DOCUMENT SECTION -

# Question about AC welding machine



## Mutt (Nov 19, 2021)

So I see a alot of videos of people making good spot welders outta microwave transformers. I took a microwave apart today (Panasonic) and it had the most ridiculously cheap transformer I have ever seen. Not even sure how it even worked. It was mostly plastic and the fewest winding of I have ever seen.  So my question is this

Since that AC transformer just loses it secondary windings  and some 2/0 welding cable  is just double wrapped it in it's place and the rest of the machine just hobbled together from scrap laying around, I got to thinking. Why wouldnt it be possible to just install a couple of tapered copper mig welding tips into the electrode and ground holders  of a AC welding machine and just use the welding machine for the current? I mean, you could make some tongs outta steel and screw the tips into it for better control, but will this work, or will the welder short circuit or something?  Or better yet, turn the tig welder on AC and be able to use the pulse (timer) function and the foot pedal or hand trigger for better control


----------



## Ulma Doctor (Nov 19, 2021)

I think the closed circuit voltage is too high and may result in some spatter 
The mot transformer spot welder i made was copied from the web, it used few turns of heavy cable to top out at about 3-4v open circuit 
It works for razor blades and thin materials 

The real deal units are DC powered


----------



## Mutt (Nov 19, 2021)

the videos I watched   most all weld 2   5/32  diameter  nails together, another  will melt a 16 penny nail in under 10 seconds.


----------



## benmychree (Nov 19, 2021)

But, why would one want to weld nails together and melt a 16 d nail?


----------



## markba633csi (Nov 19, 2021)

SUPPLIED MATERIAL -
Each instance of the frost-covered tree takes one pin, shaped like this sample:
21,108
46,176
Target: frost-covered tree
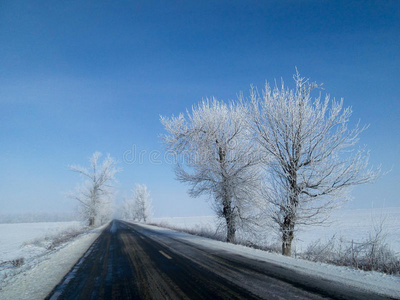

EXERCISE REQUIREMENTS -
1 > In the forum thread about the AC welding machine, about what open circuit voltage did Ulma Doctor's microwave-transformer spot welder top out at?
2 > Write the next part of the forum thread about the AC welding machine, picking up right after its last line.

RESPONSES FOR EACH TASK -
1 > About 3 to 4 volts.

2 >
The Panasonic transformer you saw was probably a ferrite core high frequency transformer which are common in the new inverter designs. Totally different animal than the older iron core transformer which experimenters like to modify.
Mike is correct in that a conventional arc welder won't make a good spot welder.  You need high current but at a much lower voltage than used for arc welding- around 3 volts compared to 30 volts
-Mark
I think it requires at least two of the iron core microwave oven units to get enough amperage, and it's getting harder to find those larger scrap ovens
If you have an old arc welder you can sacrifice, that would work- change the secondary winding


----------



## Lo-Fi (Nov 20, 2021)

A cheap old transformer arc welder has the perfect transformer. I've made a spot welder this way, ended up about 3V,  1300A. I rewound it with thicker primary and a 2 turn secondary with 80mm^2 cable. Trouble is I was too successful and it draws 40A on the primary, which is way too much for a plug in appliance.


----------



## Mutt (Nov 20, 2021)

benmychree said:


> But, why would one want to weld nails together and melt a 16 d nail?


 I dont but with this power it could spotweld double 1/8" sheet metal


----------



## Mutt (Nov 20, 2021)

markba633csi said:


> The Panasonic transformer you saw was probably a ferrite core high frequency transformer which are common in the new inverter designs. Totally different animal than the older iron core transformer which experimenters like to modify.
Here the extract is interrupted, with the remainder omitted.